Beantworten Sie anhand des Textauszugs über die Ausstellung „Utopia“ folgende Fragen:
1. Um welches Thema geht es auf der Pressekonferenz zur Wiedereröffnung der Villa Stuck?
2. Welche Rolle hat Alex Murray-Leslie bei den Chicks on Speed?
3. Wie bringt man das „Theremin Tapestry“ zum Klingen?

TEXTAUSZUG -
>>>
Der Kontrast könnte nicht größer sein: Auf der Pressekonferenz zur Wiedereröffnung der Villa Stuck geht es um die Erneuerung der Einbruchmeldeanlage, ein paar Meter weiter öffnet sich immer wieder eine Tür und laute elektronische Musik stört für einen kurzen Moment die sehr förmliche Veranstaltung. Die Tür führt zur Chicks-on-Speed-Ausstellung „Utopia“. Schreitet man hindurch, landet man in einer Art überdimensionierten Kinderzimmer, drei Stockwerke umfassend, Bonbon-bunt und im besten Sinne unaufgeräumt.
Musik-Objekte und audiovisuelle Apps
„Es ist wie ein großes Gesamtkunstwerk unserer Arbeit mit verschiedenen Medien,“ beschreibt Alex Murray-Leslie, Gründungsmitglied der Chicks on Speed, den Ausstellungsmix. „Man sieht, wie jedes unserer selbst gebauten Instrumente zu einem Lied oder zu einer bestimmten Performance gehörte. Die wiederum mit einem Kostüm verbunden war, auf das Kathi einen Text geschrieben hatte, der wiederum aus einem Lied stammte.“
Und es darf auch gespielt werden in diesem Kinderzimmer, zum Beispiel auf selbst entworfenen Musik-Instrumenten der Band: Dem „Theremin Tapestry“ etwa, einer farbenfrohen Tapisserie mit eingewobenem Theremin, entlockt man Töne, indem man mit den Händen vor dem Wandteppich gestikuliert.
<<<
BEREITGESTELLTES MATERIAL -
>>>
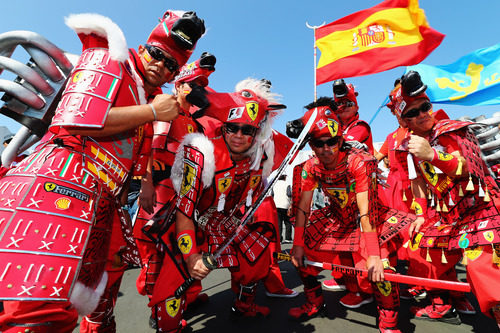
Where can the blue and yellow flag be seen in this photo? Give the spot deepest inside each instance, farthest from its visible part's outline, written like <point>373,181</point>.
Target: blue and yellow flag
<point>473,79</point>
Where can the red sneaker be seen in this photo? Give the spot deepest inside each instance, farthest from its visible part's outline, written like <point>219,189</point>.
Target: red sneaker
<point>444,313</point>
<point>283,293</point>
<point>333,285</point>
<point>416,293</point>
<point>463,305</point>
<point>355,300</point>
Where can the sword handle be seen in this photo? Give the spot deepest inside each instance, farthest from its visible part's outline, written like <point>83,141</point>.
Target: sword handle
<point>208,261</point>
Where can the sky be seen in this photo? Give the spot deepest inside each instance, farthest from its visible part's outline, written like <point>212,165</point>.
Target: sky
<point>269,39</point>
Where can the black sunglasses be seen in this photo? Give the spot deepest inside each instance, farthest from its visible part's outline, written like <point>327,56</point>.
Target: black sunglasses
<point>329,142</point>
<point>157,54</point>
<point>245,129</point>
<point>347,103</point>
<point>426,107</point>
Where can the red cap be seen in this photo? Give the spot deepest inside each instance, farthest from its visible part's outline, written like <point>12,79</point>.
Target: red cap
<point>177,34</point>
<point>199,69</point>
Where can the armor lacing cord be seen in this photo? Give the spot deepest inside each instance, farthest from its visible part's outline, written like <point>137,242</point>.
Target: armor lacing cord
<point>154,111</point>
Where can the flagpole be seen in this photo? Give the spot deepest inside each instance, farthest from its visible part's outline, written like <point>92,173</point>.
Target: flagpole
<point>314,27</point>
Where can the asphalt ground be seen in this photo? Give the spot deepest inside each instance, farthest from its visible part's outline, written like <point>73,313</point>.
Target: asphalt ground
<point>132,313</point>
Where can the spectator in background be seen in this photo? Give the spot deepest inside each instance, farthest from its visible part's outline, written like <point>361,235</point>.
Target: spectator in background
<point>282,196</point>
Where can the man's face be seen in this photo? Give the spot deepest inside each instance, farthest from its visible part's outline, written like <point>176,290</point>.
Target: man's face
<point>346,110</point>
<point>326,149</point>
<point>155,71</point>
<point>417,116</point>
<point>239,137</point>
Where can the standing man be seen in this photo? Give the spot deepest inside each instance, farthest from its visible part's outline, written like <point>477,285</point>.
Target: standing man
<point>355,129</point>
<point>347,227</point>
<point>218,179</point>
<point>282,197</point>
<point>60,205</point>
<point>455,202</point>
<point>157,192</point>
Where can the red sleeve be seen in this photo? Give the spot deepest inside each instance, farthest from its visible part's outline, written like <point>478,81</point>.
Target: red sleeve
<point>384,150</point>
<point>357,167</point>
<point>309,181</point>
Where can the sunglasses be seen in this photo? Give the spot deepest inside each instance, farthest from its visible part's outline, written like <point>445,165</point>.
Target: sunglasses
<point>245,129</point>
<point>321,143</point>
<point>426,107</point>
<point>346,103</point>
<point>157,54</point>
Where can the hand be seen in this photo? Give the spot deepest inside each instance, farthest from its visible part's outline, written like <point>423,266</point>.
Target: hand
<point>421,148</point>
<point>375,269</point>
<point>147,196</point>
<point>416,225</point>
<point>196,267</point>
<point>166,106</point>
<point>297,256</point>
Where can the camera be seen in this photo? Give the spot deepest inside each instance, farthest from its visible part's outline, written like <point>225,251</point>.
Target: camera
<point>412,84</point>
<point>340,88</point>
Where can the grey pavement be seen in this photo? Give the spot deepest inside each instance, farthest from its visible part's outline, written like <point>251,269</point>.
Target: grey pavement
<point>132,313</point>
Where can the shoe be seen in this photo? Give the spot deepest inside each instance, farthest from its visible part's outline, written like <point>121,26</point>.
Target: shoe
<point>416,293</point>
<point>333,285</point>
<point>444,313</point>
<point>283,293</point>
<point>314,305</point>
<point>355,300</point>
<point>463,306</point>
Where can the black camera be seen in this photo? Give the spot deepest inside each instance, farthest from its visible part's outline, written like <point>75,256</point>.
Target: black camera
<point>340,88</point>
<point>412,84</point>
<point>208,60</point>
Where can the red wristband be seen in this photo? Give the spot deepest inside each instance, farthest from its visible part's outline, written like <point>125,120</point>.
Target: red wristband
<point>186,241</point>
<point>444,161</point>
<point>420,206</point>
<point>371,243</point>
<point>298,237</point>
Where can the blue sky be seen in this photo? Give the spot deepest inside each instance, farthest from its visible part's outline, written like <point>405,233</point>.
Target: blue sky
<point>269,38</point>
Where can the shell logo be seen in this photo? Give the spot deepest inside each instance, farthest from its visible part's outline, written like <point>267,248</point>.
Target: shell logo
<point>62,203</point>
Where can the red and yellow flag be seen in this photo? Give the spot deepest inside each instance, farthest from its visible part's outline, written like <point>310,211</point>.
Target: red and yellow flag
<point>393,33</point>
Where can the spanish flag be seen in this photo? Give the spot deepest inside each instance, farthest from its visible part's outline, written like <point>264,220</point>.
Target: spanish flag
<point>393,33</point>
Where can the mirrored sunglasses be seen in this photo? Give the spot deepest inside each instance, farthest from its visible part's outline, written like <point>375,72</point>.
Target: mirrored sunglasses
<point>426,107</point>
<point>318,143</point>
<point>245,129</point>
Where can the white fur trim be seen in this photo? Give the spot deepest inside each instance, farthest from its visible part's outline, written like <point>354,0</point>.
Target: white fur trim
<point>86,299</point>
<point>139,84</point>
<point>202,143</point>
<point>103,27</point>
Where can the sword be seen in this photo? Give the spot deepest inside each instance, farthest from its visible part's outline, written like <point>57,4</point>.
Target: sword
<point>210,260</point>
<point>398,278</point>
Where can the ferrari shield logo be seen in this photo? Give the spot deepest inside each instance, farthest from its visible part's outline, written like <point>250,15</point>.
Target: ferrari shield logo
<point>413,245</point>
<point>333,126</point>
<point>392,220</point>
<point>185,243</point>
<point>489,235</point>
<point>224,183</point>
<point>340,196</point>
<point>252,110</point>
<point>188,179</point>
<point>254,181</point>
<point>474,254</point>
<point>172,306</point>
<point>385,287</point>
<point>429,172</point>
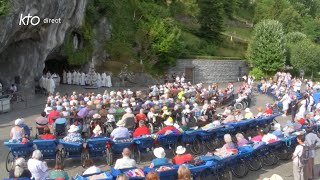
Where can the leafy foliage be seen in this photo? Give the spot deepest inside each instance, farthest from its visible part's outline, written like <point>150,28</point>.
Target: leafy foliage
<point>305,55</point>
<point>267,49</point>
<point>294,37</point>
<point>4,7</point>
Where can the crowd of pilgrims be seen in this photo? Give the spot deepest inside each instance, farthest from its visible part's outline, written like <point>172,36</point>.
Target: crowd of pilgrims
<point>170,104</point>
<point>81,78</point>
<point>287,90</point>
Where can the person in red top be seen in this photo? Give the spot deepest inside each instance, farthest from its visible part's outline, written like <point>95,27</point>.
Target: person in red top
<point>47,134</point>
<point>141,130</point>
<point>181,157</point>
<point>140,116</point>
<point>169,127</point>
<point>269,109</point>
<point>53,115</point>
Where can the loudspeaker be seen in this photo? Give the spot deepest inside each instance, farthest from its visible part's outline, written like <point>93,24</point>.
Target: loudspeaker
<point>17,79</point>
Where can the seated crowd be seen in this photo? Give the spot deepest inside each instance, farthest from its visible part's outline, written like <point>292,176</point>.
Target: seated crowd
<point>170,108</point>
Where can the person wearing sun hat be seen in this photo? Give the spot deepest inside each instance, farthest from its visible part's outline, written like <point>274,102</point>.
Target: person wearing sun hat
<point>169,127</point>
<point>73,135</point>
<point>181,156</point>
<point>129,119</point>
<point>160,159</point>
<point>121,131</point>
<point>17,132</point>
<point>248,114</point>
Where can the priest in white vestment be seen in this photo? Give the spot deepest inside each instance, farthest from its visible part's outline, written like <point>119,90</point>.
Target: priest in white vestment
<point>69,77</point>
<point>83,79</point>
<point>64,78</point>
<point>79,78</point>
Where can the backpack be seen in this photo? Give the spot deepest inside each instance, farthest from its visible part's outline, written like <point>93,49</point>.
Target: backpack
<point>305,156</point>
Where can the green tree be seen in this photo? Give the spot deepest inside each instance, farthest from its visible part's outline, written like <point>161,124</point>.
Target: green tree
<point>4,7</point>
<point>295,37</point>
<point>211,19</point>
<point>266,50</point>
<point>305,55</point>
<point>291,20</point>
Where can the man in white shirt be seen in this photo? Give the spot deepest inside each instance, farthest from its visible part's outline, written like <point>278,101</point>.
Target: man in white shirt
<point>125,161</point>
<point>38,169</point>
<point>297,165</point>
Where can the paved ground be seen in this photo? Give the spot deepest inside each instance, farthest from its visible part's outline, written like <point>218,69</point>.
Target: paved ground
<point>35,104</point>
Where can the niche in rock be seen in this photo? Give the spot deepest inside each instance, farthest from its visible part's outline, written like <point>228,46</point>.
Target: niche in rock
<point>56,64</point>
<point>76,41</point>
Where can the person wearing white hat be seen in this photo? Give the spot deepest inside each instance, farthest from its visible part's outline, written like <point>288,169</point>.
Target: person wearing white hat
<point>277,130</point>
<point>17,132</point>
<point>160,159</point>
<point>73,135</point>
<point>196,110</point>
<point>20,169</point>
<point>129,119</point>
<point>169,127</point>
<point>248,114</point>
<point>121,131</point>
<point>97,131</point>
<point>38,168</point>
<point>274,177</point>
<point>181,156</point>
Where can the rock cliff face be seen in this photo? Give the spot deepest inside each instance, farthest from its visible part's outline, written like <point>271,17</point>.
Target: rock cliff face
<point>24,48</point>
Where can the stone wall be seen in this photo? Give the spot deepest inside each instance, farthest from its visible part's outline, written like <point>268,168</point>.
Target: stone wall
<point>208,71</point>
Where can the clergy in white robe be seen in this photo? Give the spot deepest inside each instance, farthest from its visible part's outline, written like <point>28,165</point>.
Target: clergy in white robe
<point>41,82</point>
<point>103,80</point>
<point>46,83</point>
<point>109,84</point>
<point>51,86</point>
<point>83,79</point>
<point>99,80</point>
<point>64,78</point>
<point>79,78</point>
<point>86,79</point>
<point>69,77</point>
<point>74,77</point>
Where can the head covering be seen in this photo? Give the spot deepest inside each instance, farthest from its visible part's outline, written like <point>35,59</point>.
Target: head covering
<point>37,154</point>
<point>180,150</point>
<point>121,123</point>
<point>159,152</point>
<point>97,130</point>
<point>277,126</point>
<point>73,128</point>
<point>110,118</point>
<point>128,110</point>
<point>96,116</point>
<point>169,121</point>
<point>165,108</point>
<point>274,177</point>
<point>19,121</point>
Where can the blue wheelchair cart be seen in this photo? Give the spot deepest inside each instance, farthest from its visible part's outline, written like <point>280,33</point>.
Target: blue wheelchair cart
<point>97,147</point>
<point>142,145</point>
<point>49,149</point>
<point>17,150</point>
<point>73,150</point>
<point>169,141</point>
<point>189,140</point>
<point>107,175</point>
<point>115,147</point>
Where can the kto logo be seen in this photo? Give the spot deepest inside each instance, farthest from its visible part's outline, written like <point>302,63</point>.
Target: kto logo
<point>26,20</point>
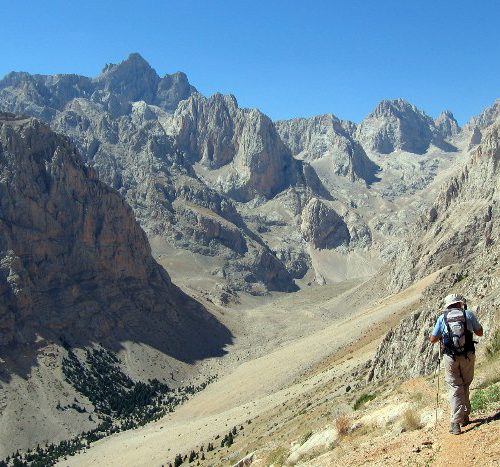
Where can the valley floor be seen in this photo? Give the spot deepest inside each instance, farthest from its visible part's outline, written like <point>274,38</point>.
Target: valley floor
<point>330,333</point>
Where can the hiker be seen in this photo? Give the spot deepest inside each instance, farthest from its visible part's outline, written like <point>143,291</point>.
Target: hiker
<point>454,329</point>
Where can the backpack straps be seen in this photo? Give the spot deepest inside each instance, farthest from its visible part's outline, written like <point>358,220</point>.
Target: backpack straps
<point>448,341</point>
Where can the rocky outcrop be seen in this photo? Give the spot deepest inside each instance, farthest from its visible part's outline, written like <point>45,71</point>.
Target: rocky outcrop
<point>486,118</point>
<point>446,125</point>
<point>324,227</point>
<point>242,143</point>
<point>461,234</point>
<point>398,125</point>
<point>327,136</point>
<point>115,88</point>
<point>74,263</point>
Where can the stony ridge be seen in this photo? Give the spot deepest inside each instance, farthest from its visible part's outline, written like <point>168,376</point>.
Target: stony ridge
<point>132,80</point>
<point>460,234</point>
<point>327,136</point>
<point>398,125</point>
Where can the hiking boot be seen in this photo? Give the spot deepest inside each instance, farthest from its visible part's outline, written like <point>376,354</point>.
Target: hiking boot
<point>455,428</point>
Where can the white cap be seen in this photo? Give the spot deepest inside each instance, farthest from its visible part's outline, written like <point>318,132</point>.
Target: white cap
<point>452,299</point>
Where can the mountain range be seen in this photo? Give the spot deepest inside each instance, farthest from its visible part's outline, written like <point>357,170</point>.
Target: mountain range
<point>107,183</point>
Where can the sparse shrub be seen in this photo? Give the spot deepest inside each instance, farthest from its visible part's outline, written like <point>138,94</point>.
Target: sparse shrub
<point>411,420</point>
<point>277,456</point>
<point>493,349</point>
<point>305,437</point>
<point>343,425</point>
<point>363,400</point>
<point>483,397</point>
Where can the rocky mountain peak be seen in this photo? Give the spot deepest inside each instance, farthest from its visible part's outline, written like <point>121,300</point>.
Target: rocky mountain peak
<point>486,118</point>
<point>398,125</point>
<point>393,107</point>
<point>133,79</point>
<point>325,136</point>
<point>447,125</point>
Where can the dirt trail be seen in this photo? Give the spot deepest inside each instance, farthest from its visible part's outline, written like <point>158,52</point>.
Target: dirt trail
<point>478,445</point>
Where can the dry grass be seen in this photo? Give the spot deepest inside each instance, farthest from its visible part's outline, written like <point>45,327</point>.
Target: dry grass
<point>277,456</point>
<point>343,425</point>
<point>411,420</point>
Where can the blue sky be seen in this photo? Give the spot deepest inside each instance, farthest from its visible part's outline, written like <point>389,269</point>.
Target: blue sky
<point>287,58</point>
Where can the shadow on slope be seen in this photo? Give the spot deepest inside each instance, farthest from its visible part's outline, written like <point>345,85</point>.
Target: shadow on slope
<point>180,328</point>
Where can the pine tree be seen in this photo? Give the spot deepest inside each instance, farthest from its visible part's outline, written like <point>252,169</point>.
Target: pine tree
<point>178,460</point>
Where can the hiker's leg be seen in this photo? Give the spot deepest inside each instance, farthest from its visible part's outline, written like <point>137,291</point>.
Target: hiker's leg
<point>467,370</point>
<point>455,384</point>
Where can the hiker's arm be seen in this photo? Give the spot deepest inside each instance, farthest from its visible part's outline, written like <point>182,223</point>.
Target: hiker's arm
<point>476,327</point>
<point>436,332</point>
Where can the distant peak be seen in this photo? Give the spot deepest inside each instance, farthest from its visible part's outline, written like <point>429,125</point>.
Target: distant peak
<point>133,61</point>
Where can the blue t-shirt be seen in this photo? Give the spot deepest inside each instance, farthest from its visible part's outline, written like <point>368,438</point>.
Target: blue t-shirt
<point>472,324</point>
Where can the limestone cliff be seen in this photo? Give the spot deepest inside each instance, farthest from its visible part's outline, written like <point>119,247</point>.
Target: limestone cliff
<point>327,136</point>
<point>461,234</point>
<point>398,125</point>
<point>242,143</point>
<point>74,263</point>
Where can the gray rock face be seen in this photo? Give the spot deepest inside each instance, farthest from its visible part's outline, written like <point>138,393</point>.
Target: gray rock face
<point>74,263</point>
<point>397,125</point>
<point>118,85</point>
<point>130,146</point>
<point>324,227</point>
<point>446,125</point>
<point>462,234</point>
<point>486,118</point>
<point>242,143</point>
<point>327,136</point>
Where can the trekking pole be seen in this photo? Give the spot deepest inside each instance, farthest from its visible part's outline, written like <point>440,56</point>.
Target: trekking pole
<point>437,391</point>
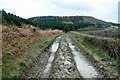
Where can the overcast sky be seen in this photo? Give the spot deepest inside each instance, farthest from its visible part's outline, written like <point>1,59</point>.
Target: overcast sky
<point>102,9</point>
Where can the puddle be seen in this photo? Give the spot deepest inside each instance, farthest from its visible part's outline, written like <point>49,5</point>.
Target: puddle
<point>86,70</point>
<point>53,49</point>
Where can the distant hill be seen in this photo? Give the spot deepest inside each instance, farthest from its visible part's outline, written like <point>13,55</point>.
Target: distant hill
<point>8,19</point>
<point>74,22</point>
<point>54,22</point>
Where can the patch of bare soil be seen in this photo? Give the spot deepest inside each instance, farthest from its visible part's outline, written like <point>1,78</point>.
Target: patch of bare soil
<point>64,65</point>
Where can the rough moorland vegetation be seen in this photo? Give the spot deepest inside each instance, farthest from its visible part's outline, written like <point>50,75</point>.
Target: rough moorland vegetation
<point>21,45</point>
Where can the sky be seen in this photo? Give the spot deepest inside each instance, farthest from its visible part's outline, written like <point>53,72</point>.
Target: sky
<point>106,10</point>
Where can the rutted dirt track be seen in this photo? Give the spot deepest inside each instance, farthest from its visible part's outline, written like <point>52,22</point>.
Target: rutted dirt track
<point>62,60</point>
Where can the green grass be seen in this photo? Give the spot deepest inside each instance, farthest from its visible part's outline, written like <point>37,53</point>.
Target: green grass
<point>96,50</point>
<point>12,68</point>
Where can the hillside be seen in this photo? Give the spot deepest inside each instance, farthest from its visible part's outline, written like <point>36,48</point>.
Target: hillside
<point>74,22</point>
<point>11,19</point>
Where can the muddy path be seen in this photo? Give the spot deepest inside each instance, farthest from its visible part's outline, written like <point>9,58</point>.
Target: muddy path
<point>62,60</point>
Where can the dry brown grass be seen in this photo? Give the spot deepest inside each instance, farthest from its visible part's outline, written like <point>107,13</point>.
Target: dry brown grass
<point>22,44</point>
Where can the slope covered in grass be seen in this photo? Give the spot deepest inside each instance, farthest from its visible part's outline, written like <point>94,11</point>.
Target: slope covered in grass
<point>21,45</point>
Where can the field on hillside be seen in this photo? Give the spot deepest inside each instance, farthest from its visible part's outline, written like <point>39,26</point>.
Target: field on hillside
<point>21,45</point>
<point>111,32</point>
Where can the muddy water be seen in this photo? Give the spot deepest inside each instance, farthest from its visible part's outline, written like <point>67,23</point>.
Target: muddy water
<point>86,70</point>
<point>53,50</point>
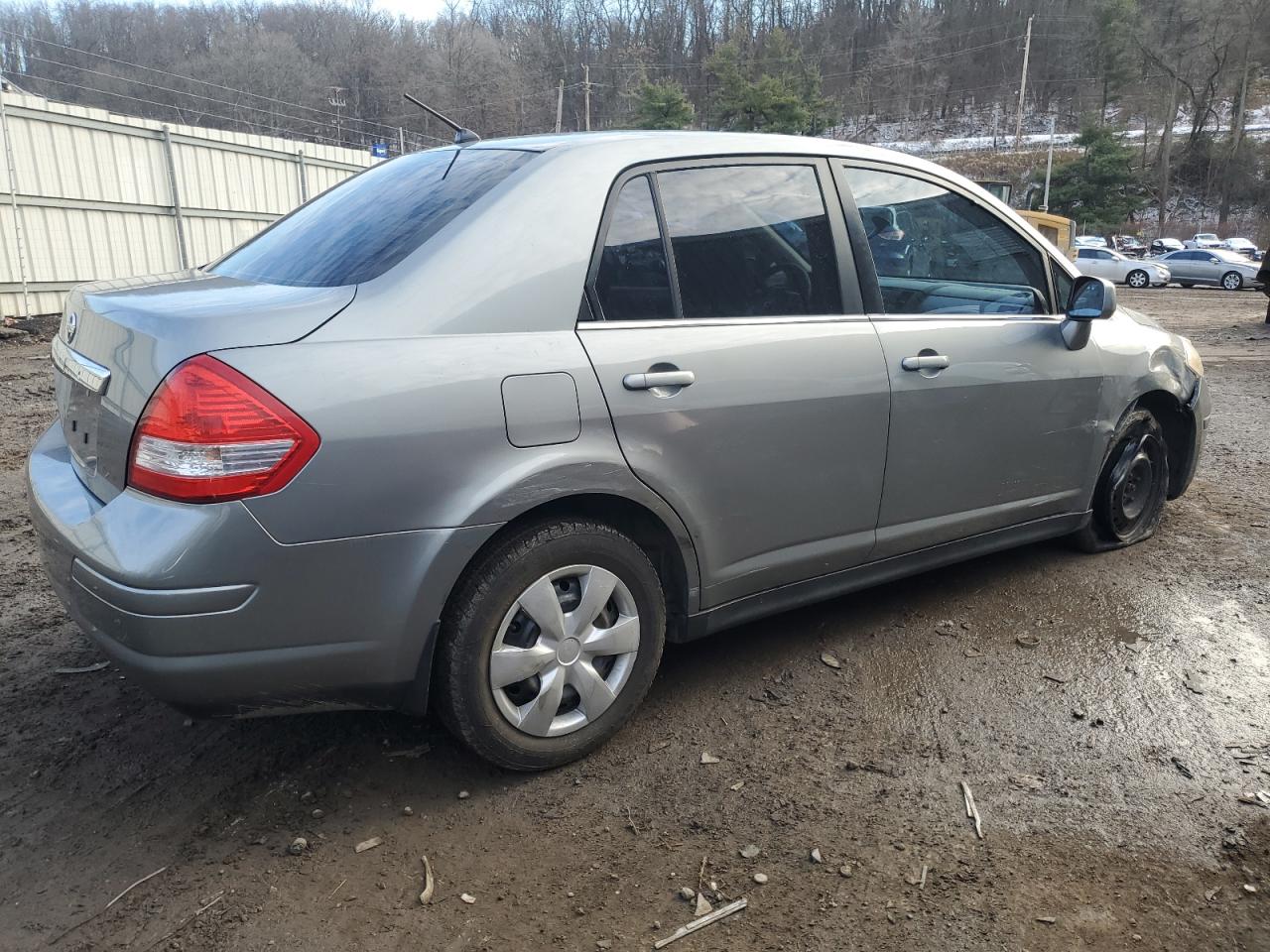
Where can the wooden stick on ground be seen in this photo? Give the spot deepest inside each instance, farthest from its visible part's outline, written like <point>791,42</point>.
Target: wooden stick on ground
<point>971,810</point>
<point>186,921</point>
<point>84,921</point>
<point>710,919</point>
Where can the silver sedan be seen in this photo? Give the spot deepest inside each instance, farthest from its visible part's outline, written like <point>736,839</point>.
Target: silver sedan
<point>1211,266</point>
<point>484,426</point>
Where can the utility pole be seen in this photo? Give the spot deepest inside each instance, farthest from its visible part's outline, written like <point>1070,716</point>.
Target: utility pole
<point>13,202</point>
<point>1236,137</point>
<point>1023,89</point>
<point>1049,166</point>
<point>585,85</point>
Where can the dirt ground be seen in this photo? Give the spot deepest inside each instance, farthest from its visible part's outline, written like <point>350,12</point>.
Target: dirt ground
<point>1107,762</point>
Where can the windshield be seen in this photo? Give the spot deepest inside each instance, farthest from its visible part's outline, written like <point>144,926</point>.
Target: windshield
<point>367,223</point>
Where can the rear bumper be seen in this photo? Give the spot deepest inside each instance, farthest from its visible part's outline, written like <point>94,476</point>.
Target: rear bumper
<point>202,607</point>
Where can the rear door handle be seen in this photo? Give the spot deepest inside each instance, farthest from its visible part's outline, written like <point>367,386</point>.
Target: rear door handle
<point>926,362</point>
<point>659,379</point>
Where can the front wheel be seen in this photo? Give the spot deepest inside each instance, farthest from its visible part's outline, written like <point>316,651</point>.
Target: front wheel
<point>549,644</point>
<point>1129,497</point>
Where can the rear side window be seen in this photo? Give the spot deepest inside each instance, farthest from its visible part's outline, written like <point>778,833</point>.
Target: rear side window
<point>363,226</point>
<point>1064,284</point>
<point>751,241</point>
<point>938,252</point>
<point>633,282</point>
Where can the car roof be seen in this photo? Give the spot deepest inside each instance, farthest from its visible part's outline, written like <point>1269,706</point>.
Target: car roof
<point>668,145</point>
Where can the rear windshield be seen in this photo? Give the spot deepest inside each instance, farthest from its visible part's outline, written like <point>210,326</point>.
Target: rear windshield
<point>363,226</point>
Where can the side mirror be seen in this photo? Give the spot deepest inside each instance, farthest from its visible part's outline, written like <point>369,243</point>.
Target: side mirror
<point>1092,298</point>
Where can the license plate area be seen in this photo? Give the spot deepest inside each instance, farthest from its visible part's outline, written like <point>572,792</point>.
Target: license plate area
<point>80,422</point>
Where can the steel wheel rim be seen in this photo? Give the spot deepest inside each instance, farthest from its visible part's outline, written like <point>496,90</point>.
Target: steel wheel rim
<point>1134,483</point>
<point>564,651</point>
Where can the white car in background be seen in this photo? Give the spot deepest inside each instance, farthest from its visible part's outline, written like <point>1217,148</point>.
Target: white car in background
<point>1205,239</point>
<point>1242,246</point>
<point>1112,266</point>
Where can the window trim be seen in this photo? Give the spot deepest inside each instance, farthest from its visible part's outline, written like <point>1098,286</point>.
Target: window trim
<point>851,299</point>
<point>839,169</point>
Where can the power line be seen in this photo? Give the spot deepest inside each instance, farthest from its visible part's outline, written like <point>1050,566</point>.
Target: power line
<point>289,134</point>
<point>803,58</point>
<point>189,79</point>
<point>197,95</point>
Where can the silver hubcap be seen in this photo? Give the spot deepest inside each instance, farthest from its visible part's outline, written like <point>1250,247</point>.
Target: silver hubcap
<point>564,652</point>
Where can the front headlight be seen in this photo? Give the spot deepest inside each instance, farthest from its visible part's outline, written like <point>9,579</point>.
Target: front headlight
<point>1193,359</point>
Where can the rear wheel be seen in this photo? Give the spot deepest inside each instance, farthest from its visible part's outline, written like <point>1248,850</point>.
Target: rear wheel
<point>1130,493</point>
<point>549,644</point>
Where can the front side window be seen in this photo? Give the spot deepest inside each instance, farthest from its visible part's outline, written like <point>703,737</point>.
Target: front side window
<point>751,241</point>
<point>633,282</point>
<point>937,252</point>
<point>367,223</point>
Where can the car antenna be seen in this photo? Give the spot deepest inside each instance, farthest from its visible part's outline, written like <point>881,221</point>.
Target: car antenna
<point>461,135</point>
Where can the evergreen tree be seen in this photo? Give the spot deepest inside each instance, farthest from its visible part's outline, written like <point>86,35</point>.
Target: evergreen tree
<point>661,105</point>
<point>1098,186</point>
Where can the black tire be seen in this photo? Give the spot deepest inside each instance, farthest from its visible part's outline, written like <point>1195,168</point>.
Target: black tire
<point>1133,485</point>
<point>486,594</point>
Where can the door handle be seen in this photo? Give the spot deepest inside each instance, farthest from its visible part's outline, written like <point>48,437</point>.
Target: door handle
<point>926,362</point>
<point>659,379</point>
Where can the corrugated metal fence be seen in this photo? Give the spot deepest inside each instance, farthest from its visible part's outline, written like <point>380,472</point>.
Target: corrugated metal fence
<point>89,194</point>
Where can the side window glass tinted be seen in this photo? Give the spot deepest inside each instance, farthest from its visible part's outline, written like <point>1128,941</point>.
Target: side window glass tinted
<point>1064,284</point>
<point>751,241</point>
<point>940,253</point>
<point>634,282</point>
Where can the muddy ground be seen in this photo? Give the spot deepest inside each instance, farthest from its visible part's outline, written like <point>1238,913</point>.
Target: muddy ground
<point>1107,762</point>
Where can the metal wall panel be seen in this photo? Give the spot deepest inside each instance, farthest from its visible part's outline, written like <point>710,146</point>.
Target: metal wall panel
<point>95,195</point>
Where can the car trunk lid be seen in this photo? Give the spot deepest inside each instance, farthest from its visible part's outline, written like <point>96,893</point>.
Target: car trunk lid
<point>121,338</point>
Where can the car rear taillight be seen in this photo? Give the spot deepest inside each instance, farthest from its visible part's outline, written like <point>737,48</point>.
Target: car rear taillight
<<<
KORREKTE LÖSUNG -
1. Um die Erneuerung der Einbruchmeldeanlage.
2. Sie ist Gründungsmitglied.
3. Man gestikuliert mit den Händen vor dem Wandteppich.